**Set problem**
Drop all images and give the records again exactly.

**Data records**
⟨

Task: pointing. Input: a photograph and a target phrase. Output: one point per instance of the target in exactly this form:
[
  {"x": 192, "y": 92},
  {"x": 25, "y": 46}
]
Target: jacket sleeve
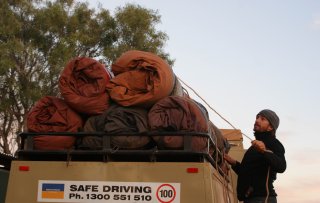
[
  {"x": 275, "y": 157},
  {"x": 236, "y": 167}
]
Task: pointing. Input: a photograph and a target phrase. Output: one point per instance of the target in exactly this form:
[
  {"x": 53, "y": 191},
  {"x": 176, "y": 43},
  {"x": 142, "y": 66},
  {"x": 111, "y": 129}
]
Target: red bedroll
[
  {"x": 175, "y": 113},
  {"x": 83, "y": 85},
  {"x": 141, "y": 78},
  {"x": 118, "y": 120},
  {"x": 52, "y": 114}
]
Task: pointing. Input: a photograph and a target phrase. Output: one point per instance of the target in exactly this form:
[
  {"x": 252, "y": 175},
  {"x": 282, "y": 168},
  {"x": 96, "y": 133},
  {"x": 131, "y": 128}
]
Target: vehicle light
[
  {"x": 192, "y": 170},
  {"x": 24, "y": 168}
]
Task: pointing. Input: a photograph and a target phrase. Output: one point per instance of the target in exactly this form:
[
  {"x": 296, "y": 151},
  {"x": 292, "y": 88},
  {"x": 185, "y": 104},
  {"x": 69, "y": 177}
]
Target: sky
[{"x": 245, "y": 56}]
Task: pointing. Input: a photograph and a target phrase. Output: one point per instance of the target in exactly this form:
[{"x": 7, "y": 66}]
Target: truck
[{"x": 121, "y": 175}]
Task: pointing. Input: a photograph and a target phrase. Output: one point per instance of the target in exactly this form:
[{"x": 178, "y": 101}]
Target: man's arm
[{"x": 275, "y": 156}]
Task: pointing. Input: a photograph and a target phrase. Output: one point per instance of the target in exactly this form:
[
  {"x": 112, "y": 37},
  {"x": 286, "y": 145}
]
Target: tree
[{"x": 37, "y": 39}]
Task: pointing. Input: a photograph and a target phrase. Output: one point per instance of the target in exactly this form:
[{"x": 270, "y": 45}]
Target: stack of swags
[{"x": 140, "y": 94}]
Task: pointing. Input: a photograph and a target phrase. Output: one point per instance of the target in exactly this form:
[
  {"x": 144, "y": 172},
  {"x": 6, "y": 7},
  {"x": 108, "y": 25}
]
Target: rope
[
  {"x": 213, "y": 108},
  {"x": 267, "y": 186}
]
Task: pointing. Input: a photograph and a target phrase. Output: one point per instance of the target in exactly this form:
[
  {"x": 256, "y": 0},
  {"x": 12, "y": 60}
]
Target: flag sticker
[{"x": 52, "y": 191}]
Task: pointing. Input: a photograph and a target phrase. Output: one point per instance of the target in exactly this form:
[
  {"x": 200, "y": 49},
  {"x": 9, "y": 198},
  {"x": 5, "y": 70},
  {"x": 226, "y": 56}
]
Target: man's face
[{"x": 261, "y": 124}]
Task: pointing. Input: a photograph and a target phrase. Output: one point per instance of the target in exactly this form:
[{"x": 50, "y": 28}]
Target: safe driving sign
[{"x": 106, "y": 191}]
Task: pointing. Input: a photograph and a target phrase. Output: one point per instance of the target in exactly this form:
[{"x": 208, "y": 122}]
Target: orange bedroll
[
  {"x": 83, "y": 85},
  {"x": 141, "y": 78},
  {"x": 51, "y": 114}
]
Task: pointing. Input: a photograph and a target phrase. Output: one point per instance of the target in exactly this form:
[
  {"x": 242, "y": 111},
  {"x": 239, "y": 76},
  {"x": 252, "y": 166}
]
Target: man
[{"x": 261, "y": 163}]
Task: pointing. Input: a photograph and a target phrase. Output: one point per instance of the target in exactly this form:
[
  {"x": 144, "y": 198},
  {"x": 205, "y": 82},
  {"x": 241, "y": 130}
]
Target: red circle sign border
[{"x": 174, "y": 193}]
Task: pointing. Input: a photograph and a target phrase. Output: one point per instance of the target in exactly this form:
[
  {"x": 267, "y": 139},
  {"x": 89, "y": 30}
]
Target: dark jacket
[{"x": 253, "y": 170}]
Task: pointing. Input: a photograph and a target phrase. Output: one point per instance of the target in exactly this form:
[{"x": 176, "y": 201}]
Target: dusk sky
[{"x": 245, "y": 56}]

⟩

**Correct response**
Task: pointing. Input: a photograph and a target phrase. Output: one point per instance of the target in exactly this form:
[
  {"x": 192, "y": 92},
  {"x": 25, "y": 46}
]
Target: jacket sleeve
[
  {"x": 275, "y": 157},
  {"x": 236, "y": 167}
]
Task: pointing. Input: a photograph and a target phrase. Output: one point per instance of the target in exactly this form:
[
  {"x": 53, "y": 191},
  {"x": 176, "y": 43},
  {"x": 142, "y": 66},
  {"x": 111, "y": 129}
]
Target: red bedroll
[
  {"x": 175, "y": 113},
  {"x": 83, "y": 85},
  {"x": 141, "y": 78},
  {"x": 118, "y": 120},
  {"x": 52, "y": 114}
]
Task: pointing. Input: a photograph and a target phrase. Output: one point per instance of the target in exactly this form:
[
  {"x": 252, "y": 175},
  {"x": 282, "y": 168},
  {"x": 96, "y": 133},
  {"x": 131, "y": 128}
]
Target: vehicle light
[
  {"x": 192, "y": 170},
  {"x": 24, "y": 168}
]
Task: pointing. Input: a photograph and a target phrase. Output: one point per instance of the target in exactly this form:
[
  {"x": 296, "y": 151},
  {"x": 292, "y": 88},
  {"x": 185, "y": 104},
  {"x": 69, "y": 177}
]
Target: sky
[{"x": 245, "y": 56}]
Task: pointing. Input: a photograph and a target phrase. Output: one point per instance of the target in exactly this form:
[{"x": 7, "y": 66}]
Target: truck
[{"x": 121, "y": 175}]
Task: pointing. Input: a photograph and a target phrase. Output: one point per instance of the target in exactly this form:
[{"x": 178, "y": 101}]
Target: man's arm
[{"x": 275, "y": 156}]
Task: pointing. Input: a photograph and a target phrase. Output: one point per instance of the target in exactly this form:
[
  {"x": 112, "y": 37},
  {"x": 286, "y": 145}
]
Target: tree
[{"x": 37, "y": 39}]
Task: pointing. Input: a photograph and a target phrase. Output: one point per instance of the target in exactly this form:
[{"x": 270, "y": 45}]
Target: stack of swags
[{"x": 140, "y": 94}]
Task: pointing. Input: a photograph and a target phrase. Output: one point per instance of the target in exactly this form:
[
  {"x": 144, "y": 172},
  {"x": 6, "y": 7},
  {"x": 108, "y": 25}
]
Target: rope
[
  {"x": 213, "y": 108},
  {"x": 267, "y": 186}
]
Task: pointing. Input: a photograph and a target phrase. Output: one point per instance of the target in exactly this form:
[
  {"x": 256, "y": 0},
  {"x": 12, "y": 60}
]
Target: flag sticker
[{"x": 52, "y": 191}]
Task: pointing. Input: a photograph and a target phrase. Output: one point per instance of the target in exactly this form:
[
  {"x": 200, "y": 49},
  {"x": 9, "y": 198},
  {"x": 5, "y": 70},
  {"x": 226, "y": 56}
]
Target: man's face
[{"x": 261, "y": 124}]
Task: pointing. Input: a photograph and a target phrase. Output: one point per instance of the target in exactly this form:
[{"x": 50, "y": 28}]
Target: safe driving sign
[{"x": 106, "y": 191}]
Task: pointing. Input: a photograph and a target phrase. Output: one point per instance of the target in exactly this form:
[{"x": 208, "y": 122}]
Target: orange bedroll
[
  {"x": 83, "y": 85},
  {"x": 141, "y": 78},
  {"x": 51, "y": 114}
]
Task: pointing. Input: a photograph and a target phrase. Output: one point per instance of the target in exactly this form:
[
  {"x": 242, "y": 111},
  {"x": 239, "y": 76},
  {"x": 252, "y": 166}
]
Target: man
[{"x": 261, "y": 163}]
Task: pointing. Input: a photograph and a target phrase. Output: one point per instance of the target in exactly this form:
[
  {"x": 144, "y": 198},
  {"x": 205, "y": 82},
  {"x": 241, "y": 130}
]
Target: red circle sign border
[{"x": 174, "y": 193}]
Task: pointing. Input: a photograph and a target phrase. Output: one point per instance of the target in exactly this form:
[
  {"x": 267, "y": 139},
  {"x": 89, "y": 30}
]
Target: dark jacket
[{"x": 253, "y": 170}]
Task: pointing. Input: a photograph and a target phrase. Output: one point per instance of the target in exactly this form:
[{"x": 176, "y": 201}]
Target: dusk sky
[{"x": 245, "y": 56}]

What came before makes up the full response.